* **TO DO**
Please retype the entries below, character for character, from the first line through the line holding "column 548, row 273", inclusive.

* **RECORD EXCERPTS**
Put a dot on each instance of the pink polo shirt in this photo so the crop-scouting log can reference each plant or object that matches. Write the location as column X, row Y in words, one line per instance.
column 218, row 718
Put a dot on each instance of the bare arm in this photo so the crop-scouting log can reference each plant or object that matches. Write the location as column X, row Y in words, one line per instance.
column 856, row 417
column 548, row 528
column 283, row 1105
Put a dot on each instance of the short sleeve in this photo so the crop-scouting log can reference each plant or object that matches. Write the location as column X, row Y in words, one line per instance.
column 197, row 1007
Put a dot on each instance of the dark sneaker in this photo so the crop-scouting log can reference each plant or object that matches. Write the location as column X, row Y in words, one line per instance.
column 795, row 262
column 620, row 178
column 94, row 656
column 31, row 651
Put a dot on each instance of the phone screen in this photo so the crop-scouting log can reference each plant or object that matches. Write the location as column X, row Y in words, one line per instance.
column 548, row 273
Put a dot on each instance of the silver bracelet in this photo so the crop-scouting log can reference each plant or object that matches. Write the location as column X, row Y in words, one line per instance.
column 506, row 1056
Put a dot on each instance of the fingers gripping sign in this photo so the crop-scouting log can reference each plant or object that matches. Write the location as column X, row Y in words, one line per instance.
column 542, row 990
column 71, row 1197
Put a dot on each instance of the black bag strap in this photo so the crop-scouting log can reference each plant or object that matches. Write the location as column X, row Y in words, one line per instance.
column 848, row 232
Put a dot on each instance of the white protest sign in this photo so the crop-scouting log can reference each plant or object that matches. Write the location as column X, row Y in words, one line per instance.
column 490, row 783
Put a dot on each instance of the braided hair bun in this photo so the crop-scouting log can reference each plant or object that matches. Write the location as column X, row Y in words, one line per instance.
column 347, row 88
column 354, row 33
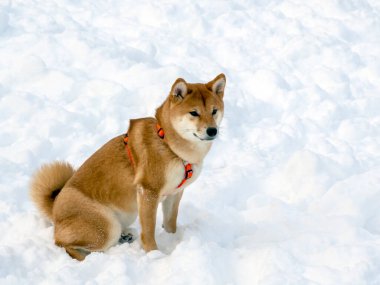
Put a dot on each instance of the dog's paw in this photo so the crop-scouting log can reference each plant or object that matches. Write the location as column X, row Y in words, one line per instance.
column 126, row 238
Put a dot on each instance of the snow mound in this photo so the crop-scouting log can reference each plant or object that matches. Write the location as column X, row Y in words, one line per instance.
column 290, row 190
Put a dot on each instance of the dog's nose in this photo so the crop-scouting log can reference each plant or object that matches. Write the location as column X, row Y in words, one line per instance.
column 211, row 132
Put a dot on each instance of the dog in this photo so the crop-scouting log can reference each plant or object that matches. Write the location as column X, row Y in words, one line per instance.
column 92, row 207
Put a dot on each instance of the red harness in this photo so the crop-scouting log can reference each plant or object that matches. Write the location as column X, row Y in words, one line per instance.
column 161, row 134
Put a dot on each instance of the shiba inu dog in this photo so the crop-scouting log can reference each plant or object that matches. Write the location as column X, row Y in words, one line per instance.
column 92, row 207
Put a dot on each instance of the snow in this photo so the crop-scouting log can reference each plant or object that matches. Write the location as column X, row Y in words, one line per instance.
column 290, row 191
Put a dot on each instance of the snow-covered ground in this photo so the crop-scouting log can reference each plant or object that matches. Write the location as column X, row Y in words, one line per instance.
column 290, row 193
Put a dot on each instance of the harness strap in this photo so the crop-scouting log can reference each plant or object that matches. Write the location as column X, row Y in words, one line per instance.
column 161, row 134
column 128, row 150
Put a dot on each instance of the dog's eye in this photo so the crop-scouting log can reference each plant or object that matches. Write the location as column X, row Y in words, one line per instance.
column 194, row 114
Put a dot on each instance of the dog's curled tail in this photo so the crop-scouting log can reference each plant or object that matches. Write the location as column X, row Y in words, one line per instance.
column 46, row 184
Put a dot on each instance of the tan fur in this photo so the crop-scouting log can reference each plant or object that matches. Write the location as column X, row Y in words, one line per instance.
column 49, row 178
column 103, row 197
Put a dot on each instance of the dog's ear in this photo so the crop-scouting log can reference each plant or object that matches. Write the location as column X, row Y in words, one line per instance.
column 179, row 89
column 217, row 85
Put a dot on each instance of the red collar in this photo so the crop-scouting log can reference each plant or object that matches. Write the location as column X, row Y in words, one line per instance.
column 161, row 134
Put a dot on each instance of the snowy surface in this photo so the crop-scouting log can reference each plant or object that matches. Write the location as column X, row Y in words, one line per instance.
column 290, row 193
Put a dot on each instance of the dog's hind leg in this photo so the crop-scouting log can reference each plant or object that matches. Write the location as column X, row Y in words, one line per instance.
column 84, row 226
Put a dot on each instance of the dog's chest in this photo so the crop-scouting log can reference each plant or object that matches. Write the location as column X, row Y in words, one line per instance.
column 175, row 174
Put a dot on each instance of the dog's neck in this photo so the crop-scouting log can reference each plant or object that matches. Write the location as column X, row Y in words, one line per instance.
column 192, row 152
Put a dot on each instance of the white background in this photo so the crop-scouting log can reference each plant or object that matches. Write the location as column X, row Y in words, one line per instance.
column 290, row 193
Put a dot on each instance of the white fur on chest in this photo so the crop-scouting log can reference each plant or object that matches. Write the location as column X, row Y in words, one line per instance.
column 175, row 173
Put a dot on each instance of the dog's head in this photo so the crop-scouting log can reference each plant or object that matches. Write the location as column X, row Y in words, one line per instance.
column 196, row 110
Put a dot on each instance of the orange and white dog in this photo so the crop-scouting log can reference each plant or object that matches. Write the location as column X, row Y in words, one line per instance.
column 92, row 207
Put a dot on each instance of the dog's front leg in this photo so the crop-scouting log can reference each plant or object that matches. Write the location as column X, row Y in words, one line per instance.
column 147, row 203
column 170, row 209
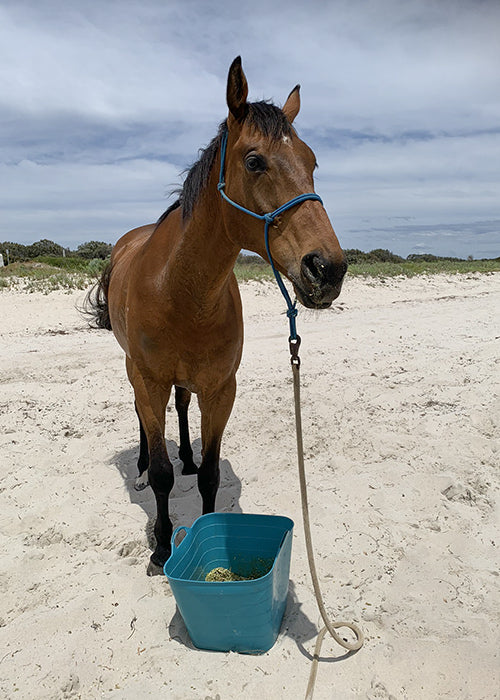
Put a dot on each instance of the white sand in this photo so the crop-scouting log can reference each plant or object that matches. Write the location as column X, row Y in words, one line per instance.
column 401, row 417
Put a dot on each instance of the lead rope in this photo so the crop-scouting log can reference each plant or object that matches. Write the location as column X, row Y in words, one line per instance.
column 294, row 341
column 329, row 626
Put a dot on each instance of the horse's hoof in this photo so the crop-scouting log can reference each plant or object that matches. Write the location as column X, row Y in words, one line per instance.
column 141, row 481
column 189, row 468
column 154, row 570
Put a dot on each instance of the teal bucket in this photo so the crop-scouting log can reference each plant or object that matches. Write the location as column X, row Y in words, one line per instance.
column 243, row 616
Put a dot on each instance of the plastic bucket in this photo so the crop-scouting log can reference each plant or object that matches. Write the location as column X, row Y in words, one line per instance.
column 243, row 616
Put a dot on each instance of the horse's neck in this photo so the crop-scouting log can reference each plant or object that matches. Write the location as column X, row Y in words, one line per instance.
column 202, row 259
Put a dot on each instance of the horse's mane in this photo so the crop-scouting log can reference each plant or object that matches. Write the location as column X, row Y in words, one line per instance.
column 263, row 116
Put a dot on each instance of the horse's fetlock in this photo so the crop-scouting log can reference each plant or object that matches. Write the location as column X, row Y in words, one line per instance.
column 161, row 479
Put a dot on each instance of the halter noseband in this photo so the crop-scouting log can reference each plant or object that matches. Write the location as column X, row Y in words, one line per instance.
column 268, row 219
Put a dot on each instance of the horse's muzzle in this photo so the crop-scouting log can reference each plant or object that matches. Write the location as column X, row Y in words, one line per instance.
column 320, row 280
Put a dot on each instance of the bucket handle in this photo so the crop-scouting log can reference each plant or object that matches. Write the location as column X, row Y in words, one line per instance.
column 175, row 533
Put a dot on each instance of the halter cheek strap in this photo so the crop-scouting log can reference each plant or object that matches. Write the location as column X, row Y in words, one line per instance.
column 268, row 220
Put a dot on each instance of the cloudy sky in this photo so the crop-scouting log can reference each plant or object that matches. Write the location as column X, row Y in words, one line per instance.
column 103, row 103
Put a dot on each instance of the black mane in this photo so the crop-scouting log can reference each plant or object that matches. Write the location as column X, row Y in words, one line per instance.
column 263, row 116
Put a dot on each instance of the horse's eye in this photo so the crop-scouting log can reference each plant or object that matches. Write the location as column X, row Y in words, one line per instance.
column 255, row 164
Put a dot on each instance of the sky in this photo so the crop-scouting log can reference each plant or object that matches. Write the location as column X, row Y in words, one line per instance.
column 104, row 103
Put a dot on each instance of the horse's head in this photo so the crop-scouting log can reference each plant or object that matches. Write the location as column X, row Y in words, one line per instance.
column 267, row 165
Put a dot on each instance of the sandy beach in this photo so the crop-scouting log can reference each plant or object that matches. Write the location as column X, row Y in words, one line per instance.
column 400, row 383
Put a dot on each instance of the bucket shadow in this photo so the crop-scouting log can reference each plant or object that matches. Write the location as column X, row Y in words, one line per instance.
column 185, row 501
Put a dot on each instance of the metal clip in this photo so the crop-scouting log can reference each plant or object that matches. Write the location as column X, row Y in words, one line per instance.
column 294, row 344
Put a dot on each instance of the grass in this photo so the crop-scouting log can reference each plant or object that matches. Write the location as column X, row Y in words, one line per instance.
column 408, row 268
column 46, row 274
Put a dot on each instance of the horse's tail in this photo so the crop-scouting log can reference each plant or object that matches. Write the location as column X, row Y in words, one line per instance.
column 96, row 301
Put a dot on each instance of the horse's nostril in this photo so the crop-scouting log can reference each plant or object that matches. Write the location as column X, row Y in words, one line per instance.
column 313, row 268
column 320, row 272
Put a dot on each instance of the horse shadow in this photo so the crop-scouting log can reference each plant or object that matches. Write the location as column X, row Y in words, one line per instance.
column 185, row 501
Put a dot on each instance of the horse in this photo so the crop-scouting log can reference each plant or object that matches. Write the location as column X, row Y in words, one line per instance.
column 170, row 296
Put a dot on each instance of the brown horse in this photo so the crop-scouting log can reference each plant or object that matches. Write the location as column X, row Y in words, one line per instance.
column 172, row 300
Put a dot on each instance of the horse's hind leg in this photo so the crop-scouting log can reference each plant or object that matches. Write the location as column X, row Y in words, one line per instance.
column 143, row 462
column 182, row 399
column 215, row 412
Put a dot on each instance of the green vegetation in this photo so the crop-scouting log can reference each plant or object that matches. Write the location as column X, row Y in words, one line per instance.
column 49, row 269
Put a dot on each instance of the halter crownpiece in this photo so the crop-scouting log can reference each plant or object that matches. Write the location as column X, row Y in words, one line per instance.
column 268, row 220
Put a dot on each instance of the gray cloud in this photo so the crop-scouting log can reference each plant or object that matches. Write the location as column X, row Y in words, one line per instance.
column 103, row 104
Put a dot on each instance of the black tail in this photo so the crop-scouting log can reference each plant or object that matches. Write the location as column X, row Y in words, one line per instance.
column 96, row 301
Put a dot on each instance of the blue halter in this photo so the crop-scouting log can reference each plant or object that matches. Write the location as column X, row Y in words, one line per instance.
column 268, row 219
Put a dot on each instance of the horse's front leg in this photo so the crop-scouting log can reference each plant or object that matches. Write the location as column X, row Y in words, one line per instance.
column 215, row 411
column 151, row 402
column 182, row 399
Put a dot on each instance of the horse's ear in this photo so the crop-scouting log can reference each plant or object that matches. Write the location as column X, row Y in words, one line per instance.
column 237, row 91
column 292, row 105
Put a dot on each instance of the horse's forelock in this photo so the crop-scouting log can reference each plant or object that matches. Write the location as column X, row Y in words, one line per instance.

* **PROBLEM SOLUTION**
Put a dot on each instance of the pink polo shirt in this photo so the crop-scouting log can reference each plant or object that matches. Write the location as column X, row Y in words, one line per instance.
column 218, row 718
Put a dot on each instance of the bare arm in this photo so the crop-scouting log can reference each plant or object that matches. Write the location as column X, row Y in words, one line per instance.
column 856, row 417
column 548, row 528
column 283, row 1105
Put a dot on each instance of the short sleeve in this photo so the crop-scouting log can reference each plant or object that matches. Write the location as column X, row Y in words, one line per instance.
column 197, row 1007
Put a dot on each instance of the dark sneaker in this photo so the crop-scouting log can reference each plant or object that matches. Write the location as column X, row Y in words, one line per instance.
column 795, row 262
column 620, row 178
column 94, row 656
column 31, row 651
Put a dot on each instance of the phone screen in this photo so the crop-scouting log can reference each plant or object that matches. Write the location as column X, row Y in words, one line per instance.
column 548, row 273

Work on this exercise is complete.